::: Provided information :::

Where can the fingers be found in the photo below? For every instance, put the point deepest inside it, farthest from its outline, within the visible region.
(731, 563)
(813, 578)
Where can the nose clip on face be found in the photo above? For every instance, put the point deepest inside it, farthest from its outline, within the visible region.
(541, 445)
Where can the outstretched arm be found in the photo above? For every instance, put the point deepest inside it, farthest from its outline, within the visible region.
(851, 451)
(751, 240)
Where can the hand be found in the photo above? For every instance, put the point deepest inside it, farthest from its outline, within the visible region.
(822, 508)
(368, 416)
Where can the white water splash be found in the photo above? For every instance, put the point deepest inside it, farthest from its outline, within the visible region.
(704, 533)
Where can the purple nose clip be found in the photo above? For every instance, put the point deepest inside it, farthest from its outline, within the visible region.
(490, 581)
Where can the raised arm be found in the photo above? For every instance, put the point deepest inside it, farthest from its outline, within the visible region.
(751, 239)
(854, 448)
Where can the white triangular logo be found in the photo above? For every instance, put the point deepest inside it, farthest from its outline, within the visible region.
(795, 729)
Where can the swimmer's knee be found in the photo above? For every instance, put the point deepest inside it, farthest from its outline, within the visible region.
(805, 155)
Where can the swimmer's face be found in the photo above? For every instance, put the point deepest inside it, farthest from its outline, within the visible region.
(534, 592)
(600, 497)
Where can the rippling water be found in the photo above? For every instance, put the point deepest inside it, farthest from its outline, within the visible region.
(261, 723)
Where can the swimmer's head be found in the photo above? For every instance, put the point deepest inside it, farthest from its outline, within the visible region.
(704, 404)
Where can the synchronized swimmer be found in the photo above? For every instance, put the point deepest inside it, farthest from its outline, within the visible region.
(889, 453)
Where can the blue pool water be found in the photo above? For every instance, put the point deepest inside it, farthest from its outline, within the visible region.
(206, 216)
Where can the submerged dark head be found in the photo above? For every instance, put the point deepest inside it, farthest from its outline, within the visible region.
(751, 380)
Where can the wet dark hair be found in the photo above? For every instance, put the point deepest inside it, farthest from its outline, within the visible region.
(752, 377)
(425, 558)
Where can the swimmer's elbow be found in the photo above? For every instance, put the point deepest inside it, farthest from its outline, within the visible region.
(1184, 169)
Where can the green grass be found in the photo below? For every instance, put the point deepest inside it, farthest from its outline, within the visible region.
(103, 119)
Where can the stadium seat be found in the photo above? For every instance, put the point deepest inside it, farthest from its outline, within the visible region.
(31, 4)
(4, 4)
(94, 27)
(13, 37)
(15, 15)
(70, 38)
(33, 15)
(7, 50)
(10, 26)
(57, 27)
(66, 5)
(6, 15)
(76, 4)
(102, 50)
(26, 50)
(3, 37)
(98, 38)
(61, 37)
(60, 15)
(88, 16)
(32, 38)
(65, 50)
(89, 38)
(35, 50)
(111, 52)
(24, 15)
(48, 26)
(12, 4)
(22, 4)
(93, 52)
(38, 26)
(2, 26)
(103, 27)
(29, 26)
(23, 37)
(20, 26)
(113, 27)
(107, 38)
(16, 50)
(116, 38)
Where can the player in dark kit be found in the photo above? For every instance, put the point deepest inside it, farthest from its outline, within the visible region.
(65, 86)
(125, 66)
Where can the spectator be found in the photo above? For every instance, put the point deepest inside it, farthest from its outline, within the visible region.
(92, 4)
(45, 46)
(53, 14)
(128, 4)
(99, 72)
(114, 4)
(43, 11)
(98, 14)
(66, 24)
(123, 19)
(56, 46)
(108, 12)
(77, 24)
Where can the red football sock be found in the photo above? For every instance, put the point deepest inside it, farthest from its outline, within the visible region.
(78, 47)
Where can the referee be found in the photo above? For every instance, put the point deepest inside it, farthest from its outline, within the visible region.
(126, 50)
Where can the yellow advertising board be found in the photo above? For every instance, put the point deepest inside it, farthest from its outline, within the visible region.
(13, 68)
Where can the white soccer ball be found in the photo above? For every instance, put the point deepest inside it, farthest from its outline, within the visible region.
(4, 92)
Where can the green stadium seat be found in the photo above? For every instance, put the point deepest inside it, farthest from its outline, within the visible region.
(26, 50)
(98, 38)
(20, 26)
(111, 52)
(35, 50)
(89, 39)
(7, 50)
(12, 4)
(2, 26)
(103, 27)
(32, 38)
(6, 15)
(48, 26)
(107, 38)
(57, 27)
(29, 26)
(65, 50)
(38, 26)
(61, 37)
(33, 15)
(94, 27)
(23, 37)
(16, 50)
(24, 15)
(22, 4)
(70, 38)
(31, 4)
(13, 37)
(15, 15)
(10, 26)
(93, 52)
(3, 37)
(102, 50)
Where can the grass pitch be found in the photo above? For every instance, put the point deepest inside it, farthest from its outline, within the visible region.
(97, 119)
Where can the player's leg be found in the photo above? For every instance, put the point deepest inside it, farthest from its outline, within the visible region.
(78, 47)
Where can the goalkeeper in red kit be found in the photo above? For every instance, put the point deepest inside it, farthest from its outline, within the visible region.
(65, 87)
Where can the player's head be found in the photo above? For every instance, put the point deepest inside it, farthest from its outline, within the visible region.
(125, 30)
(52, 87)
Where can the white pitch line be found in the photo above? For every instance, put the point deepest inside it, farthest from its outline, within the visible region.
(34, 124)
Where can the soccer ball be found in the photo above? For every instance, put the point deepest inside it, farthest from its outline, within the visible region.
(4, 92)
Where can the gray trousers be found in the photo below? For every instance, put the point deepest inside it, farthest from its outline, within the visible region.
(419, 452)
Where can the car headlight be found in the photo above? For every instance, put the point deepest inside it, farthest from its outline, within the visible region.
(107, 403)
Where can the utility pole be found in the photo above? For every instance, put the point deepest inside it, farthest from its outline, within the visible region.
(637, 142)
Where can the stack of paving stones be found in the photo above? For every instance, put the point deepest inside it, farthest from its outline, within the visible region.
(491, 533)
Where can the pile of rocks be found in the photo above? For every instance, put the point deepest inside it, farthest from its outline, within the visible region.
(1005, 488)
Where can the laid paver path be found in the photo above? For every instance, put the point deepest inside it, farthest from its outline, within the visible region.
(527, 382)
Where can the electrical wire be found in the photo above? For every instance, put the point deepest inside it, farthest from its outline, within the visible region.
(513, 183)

:::

Direction - Your answer should consist only of the lines from the one with "Where can the utility" through the end of the data above, reproduced exactly.

Reply -
Where can the utility pole be found in the photo above? For every instance, put the point deepest inside it, farthest from its outline, within the visible region.
(637, 142)
Where can the stack of paving stones be found in the photo above? For every instance, put the point deepest inside it, farthest from its outline, within the visible region.
(491, 533)
Where can the pile of rocks be found in the photo above? For every instance, put the point deepest inside it, farthest from its outline, within the visible region.
(1005, 488)
Where can the laid paver path be found in the photo above? For every instance, put the point deepest inside it, farthest from its outline, within the visible region.
(527, 382)
Where can the electrical wire be found in the photo above? For every instance, put the point deepest inside it, farthest from its outline, within the visible region.
(513, 183)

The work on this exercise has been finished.